Stored data entries
::::::::::

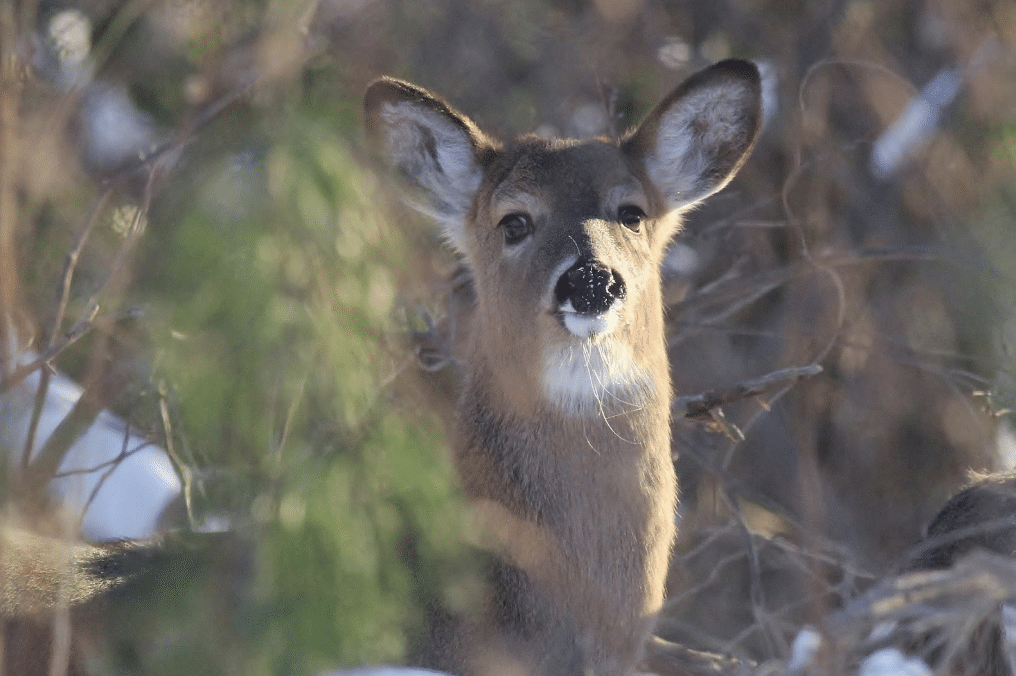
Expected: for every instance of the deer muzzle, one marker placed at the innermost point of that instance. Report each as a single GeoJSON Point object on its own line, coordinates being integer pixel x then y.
{"type": "Point", "coordinates": [587, 295]}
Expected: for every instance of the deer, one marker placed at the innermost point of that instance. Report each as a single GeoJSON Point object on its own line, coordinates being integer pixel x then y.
{"type": "Point", "coordinates": [562, 433]}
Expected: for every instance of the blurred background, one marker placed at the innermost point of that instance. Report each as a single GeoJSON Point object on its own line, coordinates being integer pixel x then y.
{"type": "Point", "coordinates": [241, 323]}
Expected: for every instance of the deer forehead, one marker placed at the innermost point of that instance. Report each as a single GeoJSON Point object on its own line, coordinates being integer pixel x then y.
{"type": "Point", "coordinates": [576, 180]}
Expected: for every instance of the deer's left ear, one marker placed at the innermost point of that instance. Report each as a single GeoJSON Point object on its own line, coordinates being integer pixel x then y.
{"type": "Point", "coordinates": [698, 137]}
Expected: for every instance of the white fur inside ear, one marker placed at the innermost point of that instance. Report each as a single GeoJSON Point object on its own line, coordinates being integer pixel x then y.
{"type": "Point", "coordinates": [687, 162]}
{"type": "Point", "coordinates": [437, 155]}
{"type": "Point", "coordinates": [588, 377]}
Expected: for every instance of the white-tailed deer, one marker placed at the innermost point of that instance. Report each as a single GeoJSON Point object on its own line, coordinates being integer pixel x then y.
{"type": "Point", "coordinates": [563, 439]}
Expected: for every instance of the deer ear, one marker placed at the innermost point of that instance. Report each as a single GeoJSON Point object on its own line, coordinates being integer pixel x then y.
{"type": "Point", "coordinates": [435, 147]}
{"type": "Point", "coordinates": [696, 139]}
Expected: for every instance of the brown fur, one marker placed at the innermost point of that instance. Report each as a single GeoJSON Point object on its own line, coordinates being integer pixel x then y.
{"type": "Point", "coordinates": [572, 482]}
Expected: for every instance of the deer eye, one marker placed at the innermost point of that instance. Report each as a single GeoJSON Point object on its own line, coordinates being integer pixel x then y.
{"type": "Point", "coordinates": [631, 217]}
{"type": "Point", "coordinates": [515, 228]}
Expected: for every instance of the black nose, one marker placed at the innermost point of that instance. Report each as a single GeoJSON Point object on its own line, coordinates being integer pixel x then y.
{"type": "Point", "coordinates": [590, 287]}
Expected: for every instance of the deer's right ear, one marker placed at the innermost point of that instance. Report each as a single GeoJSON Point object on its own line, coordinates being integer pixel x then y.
{"type": "Point", "coordinates": [432, 145]}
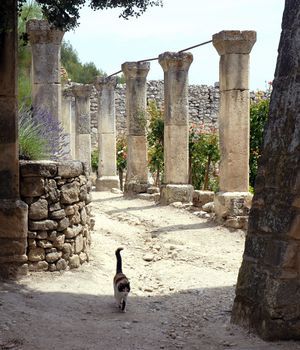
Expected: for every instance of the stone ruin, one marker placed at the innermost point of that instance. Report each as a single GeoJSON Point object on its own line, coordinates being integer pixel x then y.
{"type": "Point", "coordinates": [59, 215]}
{"type": "Point", "coordinates": [267, 293]}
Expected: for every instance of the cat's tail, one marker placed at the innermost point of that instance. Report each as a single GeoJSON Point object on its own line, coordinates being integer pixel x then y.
{"type": "Point", "coordinates": [119, 260]}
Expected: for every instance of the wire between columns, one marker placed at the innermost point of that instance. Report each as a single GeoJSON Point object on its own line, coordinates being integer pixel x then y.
{"type": "Point", "coordinates": [156, 58]}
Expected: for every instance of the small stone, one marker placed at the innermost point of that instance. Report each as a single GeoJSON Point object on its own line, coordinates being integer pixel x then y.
{"type": "Point", "coordinates": [52, 257]}
{"type": "Point", "coordinates": [36, 254]}
{"type": "Point", "coordinates": [31, 234]}
{"type": "Point", "coordinates": [43, 225]}
{"type": "Point", "coordinates": [61, 264]}
{"type": "Point", "coordinates": [148, 257]}
{"type": "Point", "coordinates": [38, 266]}
{"type": "Point", "coordinates": [59, 242]}
{"type": "Point", "coordinates": [38, 210]}
{"type": "Point", "coordinates": [63, 224]}
{"type": "Point", "coordinates": [42, 235]}
{"type": "Point", "coordinates": [209, 207]}
{"type": "Point", "coordinates": [74, 261]}
{"type": "Point", "coordinates": [67, 250]}
{"type": "Point", "coordinates": [82, 257]}
{"type": "Point", "coordinates": [58, 214]}
{"type": "Point", "coordinates": [44, 244]}
{"type": "Point", "coordinates": [70, 210]}
{"type": "Point", "coordinates": [52, 267]}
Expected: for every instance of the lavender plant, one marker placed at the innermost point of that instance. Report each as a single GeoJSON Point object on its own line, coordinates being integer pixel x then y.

::::::::::

Write the data out again word for word; leave the pictures behind.

Expected: for every instance of the deer muzzle, one marker placed at the innermost point of that instance. Report each as a single GeoJSON Point object on its own line, coordinates being integer pixel x then y.
{"type": "Point", "coordinates": [587, 295]}
Expected: for every instance of the deer, one marker placed at the innermost point of that instance. Report each as a single GeoJSON Point object on its own line, coordinates being integer pixel x then y.
{"type": "Point", "coordinates": [562, 433]}
Expected: for every instance of the blurred background, one marker placed at the innermost point of that instance. Report each as a single GeoJSON Point object on its own line, coordinates being integer pixel x then y.
{"type": "Point", "coordinates": [241, 323]}
Expected: for every instance of the deer forehead, one marker placed at the innermost point of that instance. Report each as a single GeoJSON Point object on its own line, coordinates being integer pixel x then y.
{"type": "Point", "coordinates": [576, 180]}
Expected: for every instance of the deer's left ear, one marker placed at the innermost point of that instance. Report each as a single GeoJSON Point object on its own line, coordinates being integer pixel x then y.
{"type": "Point", "coordinates": [698, 137]}
Expected: for every instance of the white fur inside ear, one marker placed at the innermost point of that instance. Report each as a single GeoJSON Point object on its own line, coordinates being integer pixel x then y.
{"type": "Point", "coordinates": [687, 162]}
{"type": "Point", "coordinates": [437, 155]}
{"type": "Point", "coordinates": [588, 377]}
Expected: for every instance of the white-tailed deer, one marker placed at the innermost point of that instance. Report each as a single GeoJSON Point object on its own line, coordinates being integer pixel x then y.
{"type": "Point", "coordinates": [563, 439]}
Expected: for every instance of the deer ear, one marker placed at the innermost point of that instance. Report each as a single GeoJSON Point object on its own line, coordinates being integer pixel x then y.
{"type": "Point", "coordinates": [435, 147]}
{"type": "Point", "coordinates": [696, 139]}
Expected: for every instance of the brown fur, one marker placed at the innermost point of that instance. Report each as a single GeoJSON Point object on its own line, coordinates being integer pixel x then y.
{"type": "Point", "coordinates": [572, 482]}
Expected: for every instance of the deer eye, one marker placed at the innermost point of that instance. Report each as a single GeoJSON Point object on its own line, coordinates being integer pixel x then y.
{"type": "Point", "coordinates": [631, 217]}
{"type": "Point", "coordinates": [515, 228]}
Expected: for every instance of the black nose, one marker placed at the innermost point of that instance. Report each as a single GeoJSON Point object on its own line, coordinates being integer pixel x then y.
{"type": "Point", "coordinates": [590, 287]}
Expected: for every instance of the deer's right ear, one marker placed at the innermost point of that instance. Report each as a single GeoJSON Point object on its own line, coordinates being integer pixel x then y.
{"type": "Point", "coordinates": [432, 145]}
Expected: for every instance of the stone ruin, one marker placed at the innermost point of that instance. Report each as a single GeoJSON Point object on its own line, coordinates being integer pixel x then y.
{"type": "Point", "coordinates": [59, 215]}
{"type": "Point", "coordinates": [267, 293]}
Expected: for every instance of the cat's tail, one marker placed at the innermost point of that instance. Report each as a single GeoJSON Point object on its own line, coordinates being integer pixel x then y.
{"type": "Point", "coordinates": [119, 260]}
Expected: for every instance of the wire between columns, one marker placed at the innermost point of that instance. Report each as a single GeoJSON Point object on its own line, coordinates being integer pixel x then y.
{"type": "Point", "coordinates": [156, 58]}
Expected: for every instance of the small stone, one marker placed at the innermost point of that instance. Report each as a single GeoJSON Point object on its own line, coordinates being integer pixel x then y.
{"type": "Point", "coordinates": [52, 257]}
{"type": "Point", "coordinates": [36, 254]}
{"type": "Point", "coordinates": [31, 234]}
{"type": "Point", "coordinates": [43, 225]}
{"type": "Point", "coordinates": [61, 264]}
{"type": "Point", "coordinates": [148, 257]}
{"type": "Point", "coordinates": [38, 266]}
{"type": "Point", "coordinates": [59, 242]}
{"type": "Point", "coordinates": [38, 210]}
{"type": "Point", "coordinates": [63, 224]}
{"type": "Point", "coordinates": [42, 235]}
{"type": "Point", "coordinates": [209, 207]}
{"type": "Point", "coordinates": [74, 261]}
{"type": "Point", "coordinates": [67, 250]}
{"type": "Point", "coordinates": [82, 257]}
{"type": "Point", "coordinates": [58, 214]}
{"type": "Point", "coordinates": [44, 244]}
{"type": "Point", "coordinates": [70, 210]}
{"type": "Point", "coordinates": [52, 267]}
Expected: for every instance of the lavender plant, one marker placed at the innermost point of that instance. Report each as a single GeoJSON Point object on its own line, coordinates being integer pixel x then y.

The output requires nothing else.